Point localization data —
_ _ _

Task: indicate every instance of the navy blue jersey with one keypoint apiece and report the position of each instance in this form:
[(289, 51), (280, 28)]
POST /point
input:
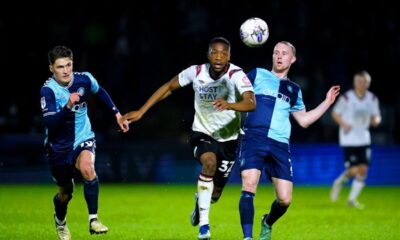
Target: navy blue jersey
[(276, 98), (67, 128)]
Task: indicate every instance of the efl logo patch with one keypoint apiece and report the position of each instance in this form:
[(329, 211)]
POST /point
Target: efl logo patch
[(43, 102)]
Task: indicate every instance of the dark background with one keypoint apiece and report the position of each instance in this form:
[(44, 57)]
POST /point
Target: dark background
[(133, 48)]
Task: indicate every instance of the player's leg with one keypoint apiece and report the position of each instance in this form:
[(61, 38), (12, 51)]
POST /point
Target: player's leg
[(205, 149), (279, 169), (85, 164), (363, 159), (250, 179), (348, 173), (63, 176), (61, 200), (226, 158), (250, 157), (205, 187)]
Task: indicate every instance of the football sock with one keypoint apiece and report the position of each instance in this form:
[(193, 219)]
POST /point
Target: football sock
[(91, 191), (60, 208), (92, 216), (276, 212), (356, 188), (204, 191), (342, 179), (246, 209)]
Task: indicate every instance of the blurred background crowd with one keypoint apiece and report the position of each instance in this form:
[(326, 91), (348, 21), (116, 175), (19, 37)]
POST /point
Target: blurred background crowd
[(132, 48)]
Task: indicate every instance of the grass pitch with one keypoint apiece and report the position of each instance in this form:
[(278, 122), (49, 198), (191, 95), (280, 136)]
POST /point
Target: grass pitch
[(161, 212)]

_ _ _

TASK DIRECTIONS — Write out the entries above word for word. Do not include the pictures.

EXPECTED OUTPUT —
Task: indicate every instance of the navy blue jersey with one keypoint apiece and report the position of each instance in this form:
[(289, 51), (280, 28)]
POST /point
input:
Target: navy blue jersey
[(276, 98), (67, 128)]
Task: indicate every instance of the efl logo patch with one keypoint apiece and report the position of each instance in this form:
[(329, 211)]
POST /point
Target: efl logo patch
[(43, 102)]
Task: indicate every instance of the dark background with one keypoint apiece and report the position of each instance in this form:
[(44, 57)]
POST /point
Target: dark background
[(133, 48)]
Task: indicate every instance of the player's leg with one keypoint apiece and report the position of each instance in this form:
[(61, 38), (12, 51)]
POST /point
Target: player's leg
[(205, 149), (279, 169), (85, 164), (363, 159), (250, 179), (348, 173), (63, 176), (61, 200), (226, 158), (250, 157), (205, 187)]
Task: indicate every instance of the football sock with one keypoint apiece and report the position of each instance in this form:
[(193, 219)]
POST /point
Target: football sock
[(91, 191), (60, 208), (92, 216), (276, 212), (356, 188), (204, 191), (342, 179), (246, 209)]
Task: indicate every instance of the blurred background crowd with one keypoint apiece and report the position of each instance in this form:
[(326, 91), (348, 21), (116, 175), (19, 37)]
POST /point
Target: blurred background crowd
[(132, 48)]
Task: indicate every instance of the grass pitch with one keypoint apiece and report the position of each instance in this form:
[(278, 122), (49, 198), (191, 95), (280, 136)]
POST /point
Target: grass pitch
[(161, 212)]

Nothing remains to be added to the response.